● **EXERCISE BRIEF**
Turn each line of the material below into a string in a JSON list, skipping blank lines and leaving out the pictures.

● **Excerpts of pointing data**
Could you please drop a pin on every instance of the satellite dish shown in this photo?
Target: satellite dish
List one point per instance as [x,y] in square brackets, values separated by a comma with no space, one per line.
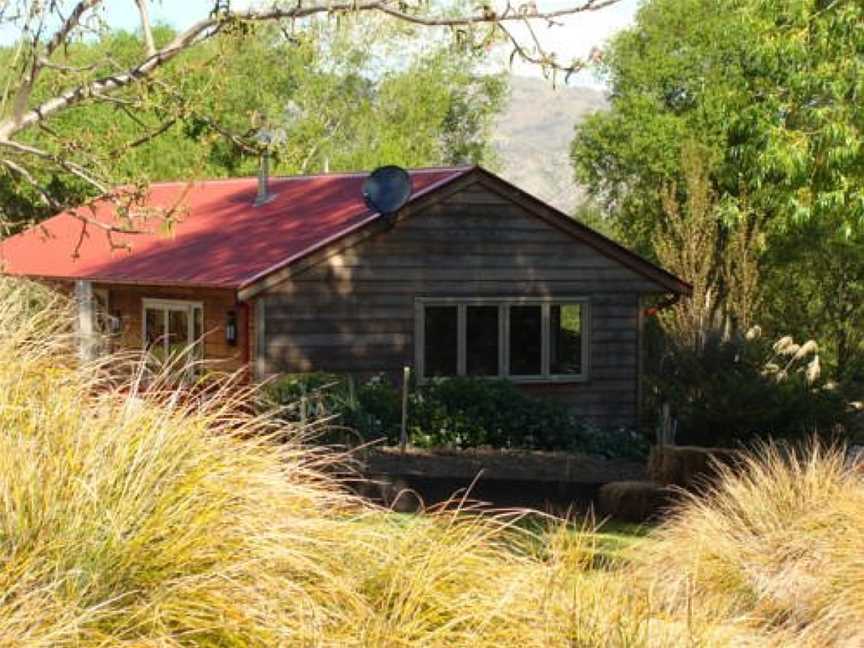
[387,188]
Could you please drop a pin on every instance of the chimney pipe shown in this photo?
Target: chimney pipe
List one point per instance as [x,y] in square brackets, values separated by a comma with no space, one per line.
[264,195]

● **FULL SOLUTION**
[
  "Could you please drop a pin on every instance of the satellite dish shown in this photo?",
  "Target: satellite dish",
  "List one point per instance as [x,y] in square brackets, values separated by a comma with no space, one per line.",
  "[387,188]",
  "Could you please drop a pin on every instance of the chimney pipe shown in this photo?",
  "Target: chimney pipe",
  "List one point per instance as [x,y] in square brackets, values separated by a comma with no space, one per line.",
  "[264,195]"
]